GOAL OF THE EXERCISE: Copy the data below word for word, from the line containing "Practice. Indicate each instance of the beige" through the line containing "x=204, y=157", and nothing else.

*-*-*

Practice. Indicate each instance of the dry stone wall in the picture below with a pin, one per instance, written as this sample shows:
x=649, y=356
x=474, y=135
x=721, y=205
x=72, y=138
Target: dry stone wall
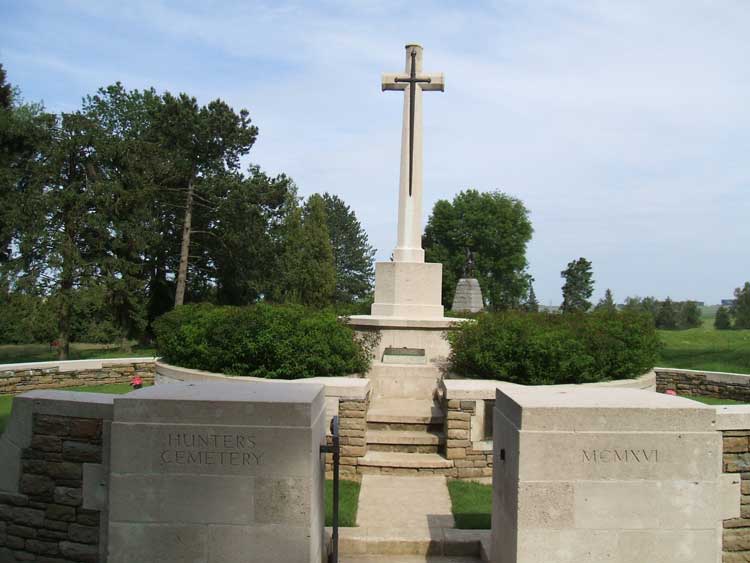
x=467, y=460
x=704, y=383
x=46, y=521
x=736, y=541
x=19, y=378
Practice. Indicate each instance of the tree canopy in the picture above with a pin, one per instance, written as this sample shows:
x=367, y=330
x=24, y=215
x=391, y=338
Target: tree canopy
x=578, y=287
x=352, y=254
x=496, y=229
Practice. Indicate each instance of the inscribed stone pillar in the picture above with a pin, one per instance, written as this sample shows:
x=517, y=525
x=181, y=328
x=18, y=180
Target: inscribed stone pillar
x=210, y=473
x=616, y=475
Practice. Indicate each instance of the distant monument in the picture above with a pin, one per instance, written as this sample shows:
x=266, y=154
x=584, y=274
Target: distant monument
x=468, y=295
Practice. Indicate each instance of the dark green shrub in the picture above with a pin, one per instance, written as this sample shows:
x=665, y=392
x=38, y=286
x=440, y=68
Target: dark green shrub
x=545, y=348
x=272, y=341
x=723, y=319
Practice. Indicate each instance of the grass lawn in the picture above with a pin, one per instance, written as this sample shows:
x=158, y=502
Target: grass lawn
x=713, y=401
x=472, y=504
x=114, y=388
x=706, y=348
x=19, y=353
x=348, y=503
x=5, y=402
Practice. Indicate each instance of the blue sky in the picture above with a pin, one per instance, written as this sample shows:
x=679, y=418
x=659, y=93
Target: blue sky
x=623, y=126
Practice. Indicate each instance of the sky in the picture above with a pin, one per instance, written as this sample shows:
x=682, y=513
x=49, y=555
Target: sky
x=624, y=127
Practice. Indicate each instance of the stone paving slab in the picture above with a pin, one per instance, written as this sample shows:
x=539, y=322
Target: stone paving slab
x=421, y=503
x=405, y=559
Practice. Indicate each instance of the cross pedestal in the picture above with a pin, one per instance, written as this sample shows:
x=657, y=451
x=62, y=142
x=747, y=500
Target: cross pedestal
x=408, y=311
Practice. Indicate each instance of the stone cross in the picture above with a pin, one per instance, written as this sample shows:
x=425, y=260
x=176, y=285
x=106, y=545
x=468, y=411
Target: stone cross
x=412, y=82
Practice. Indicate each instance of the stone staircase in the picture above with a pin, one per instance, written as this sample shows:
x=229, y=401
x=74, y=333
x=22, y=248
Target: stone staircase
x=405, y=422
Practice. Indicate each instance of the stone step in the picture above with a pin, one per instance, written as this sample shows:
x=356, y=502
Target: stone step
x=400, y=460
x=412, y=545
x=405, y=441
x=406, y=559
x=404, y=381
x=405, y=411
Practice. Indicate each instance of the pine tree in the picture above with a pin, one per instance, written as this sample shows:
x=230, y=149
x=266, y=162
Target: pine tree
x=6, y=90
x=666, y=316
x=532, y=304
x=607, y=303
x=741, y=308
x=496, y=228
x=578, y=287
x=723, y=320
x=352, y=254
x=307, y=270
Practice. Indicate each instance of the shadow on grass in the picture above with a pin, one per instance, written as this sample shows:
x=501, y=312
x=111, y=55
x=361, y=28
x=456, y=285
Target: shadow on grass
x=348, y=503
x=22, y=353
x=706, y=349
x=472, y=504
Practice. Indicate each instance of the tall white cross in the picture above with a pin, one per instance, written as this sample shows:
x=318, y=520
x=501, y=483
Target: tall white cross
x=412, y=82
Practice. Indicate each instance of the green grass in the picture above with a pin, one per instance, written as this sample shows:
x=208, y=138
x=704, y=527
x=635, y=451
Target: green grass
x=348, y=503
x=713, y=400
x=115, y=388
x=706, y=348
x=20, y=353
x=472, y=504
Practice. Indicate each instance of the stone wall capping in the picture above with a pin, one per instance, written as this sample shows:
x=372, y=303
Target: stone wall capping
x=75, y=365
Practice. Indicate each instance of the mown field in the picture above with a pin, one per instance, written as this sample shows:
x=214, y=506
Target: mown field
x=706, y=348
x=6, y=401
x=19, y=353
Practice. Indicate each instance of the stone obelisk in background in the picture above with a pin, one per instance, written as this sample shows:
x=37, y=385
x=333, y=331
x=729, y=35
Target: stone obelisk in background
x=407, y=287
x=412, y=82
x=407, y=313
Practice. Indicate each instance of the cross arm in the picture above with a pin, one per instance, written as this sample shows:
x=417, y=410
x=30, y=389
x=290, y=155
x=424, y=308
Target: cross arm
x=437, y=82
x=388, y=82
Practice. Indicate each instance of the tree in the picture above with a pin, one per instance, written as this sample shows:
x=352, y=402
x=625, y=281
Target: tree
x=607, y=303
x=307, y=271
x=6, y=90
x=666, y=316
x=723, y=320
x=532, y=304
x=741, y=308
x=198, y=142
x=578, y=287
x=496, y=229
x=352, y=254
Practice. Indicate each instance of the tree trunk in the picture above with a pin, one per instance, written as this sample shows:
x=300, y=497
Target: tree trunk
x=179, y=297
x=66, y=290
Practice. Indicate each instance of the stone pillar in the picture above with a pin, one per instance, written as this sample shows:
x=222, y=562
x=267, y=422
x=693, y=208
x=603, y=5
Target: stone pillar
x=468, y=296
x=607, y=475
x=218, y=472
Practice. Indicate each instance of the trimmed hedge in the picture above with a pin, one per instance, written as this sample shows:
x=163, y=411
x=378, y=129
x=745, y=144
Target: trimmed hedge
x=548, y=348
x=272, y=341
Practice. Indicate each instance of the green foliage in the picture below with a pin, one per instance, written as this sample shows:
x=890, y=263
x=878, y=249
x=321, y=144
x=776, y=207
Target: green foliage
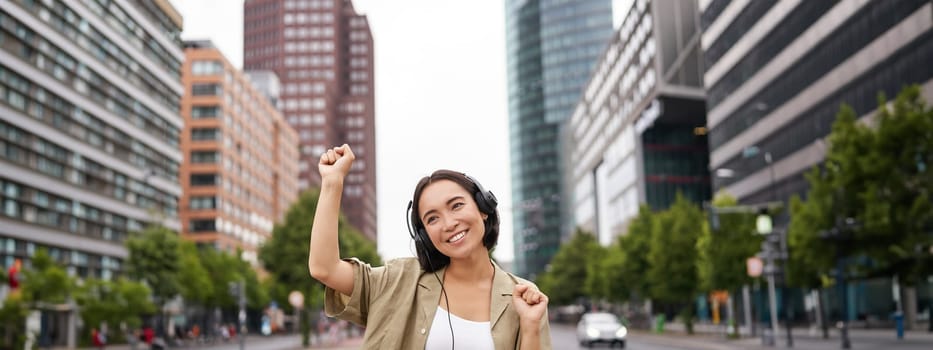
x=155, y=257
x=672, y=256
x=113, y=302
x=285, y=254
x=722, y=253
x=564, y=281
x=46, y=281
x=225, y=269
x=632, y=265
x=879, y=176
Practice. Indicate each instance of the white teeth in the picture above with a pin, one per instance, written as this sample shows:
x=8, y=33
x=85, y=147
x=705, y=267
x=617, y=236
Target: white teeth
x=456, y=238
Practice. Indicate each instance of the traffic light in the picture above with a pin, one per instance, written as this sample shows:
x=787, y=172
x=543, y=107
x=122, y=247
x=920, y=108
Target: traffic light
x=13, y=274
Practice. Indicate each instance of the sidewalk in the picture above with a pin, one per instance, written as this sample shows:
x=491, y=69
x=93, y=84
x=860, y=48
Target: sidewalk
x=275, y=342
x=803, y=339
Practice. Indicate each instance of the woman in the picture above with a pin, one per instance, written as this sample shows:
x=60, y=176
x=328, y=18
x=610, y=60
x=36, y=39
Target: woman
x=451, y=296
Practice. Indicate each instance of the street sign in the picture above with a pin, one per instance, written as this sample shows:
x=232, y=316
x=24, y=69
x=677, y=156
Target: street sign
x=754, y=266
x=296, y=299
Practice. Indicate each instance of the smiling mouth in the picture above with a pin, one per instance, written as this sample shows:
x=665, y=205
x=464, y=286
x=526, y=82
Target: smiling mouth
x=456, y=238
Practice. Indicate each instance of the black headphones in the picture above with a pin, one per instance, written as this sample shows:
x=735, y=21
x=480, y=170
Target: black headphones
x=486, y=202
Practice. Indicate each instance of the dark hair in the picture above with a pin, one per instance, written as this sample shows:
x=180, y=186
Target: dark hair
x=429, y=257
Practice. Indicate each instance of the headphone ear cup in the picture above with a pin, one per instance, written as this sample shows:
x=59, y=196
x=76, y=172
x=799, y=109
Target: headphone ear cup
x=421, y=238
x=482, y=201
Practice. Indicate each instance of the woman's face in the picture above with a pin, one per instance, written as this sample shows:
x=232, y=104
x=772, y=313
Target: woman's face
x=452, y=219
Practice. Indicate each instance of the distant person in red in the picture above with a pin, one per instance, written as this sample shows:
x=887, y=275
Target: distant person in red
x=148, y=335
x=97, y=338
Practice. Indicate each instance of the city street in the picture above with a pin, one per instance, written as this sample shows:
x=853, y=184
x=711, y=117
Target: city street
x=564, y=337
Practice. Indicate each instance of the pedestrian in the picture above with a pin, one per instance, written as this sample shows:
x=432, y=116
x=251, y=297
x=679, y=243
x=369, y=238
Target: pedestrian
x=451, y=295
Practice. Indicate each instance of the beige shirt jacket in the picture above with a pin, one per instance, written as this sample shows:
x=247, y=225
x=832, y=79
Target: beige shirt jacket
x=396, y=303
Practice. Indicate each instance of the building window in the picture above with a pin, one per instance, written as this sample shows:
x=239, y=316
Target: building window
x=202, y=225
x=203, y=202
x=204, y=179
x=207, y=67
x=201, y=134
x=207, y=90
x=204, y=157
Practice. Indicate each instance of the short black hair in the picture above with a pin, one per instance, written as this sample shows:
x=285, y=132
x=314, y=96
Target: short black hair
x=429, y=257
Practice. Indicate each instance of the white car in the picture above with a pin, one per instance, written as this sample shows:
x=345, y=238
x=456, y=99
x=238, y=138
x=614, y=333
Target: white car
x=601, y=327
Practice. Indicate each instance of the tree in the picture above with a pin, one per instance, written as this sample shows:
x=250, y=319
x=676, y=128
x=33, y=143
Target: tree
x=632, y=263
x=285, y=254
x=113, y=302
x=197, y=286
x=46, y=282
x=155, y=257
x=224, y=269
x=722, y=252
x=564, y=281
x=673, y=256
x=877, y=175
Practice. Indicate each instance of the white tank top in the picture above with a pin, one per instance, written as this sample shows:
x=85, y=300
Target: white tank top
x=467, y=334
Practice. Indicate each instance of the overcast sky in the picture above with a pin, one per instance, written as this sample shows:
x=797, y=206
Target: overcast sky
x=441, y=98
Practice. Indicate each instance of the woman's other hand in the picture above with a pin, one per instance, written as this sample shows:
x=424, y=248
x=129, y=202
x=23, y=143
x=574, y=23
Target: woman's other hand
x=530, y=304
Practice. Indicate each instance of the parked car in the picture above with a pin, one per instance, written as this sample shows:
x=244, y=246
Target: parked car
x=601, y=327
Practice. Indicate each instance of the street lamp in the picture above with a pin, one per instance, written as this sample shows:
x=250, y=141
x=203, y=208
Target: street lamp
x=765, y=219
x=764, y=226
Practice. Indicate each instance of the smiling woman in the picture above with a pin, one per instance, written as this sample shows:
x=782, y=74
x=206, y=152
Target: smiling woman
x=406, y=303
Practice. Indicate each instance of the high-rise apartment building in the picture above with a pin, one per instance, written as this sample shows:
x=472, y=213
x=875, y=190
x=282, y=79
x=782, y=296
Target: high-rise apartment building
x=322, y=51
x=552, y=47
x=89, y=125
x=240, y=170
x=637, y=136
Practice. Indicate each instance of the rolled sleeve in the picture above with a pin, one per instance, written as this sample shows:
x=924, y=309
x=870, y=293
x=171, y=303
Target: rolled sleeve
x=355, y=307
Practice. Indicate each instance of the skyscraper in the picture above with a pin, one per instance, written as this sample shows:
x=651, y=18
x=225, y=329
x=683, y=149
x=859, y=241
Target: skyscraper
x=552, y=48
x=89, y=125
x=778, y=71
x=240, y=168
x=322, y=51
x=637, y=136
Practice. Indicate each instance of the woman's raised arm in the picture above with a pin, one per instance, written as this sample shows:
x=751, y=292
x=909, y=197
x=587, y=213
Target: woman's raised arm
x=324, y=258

*-*-*

RIGHT ANSWER:
Practice. Indicate each instance of the beige shirt jacket in the picture above with a pin, one per instance, written as this sample shows:
x=247, y=225
x=832, y=79
Target: beige shirt jacket
x=396, y=303
Practice. Indicate each instance of the building window in the picture above with a pin, one per instance, written as this sample shows:
x=239, y=316
Target: building window
x=202, y=225
x=203, y=202
x=204, y=179
x=207, y=67
x=201, y=134
x=207, y=90
x=204, y=157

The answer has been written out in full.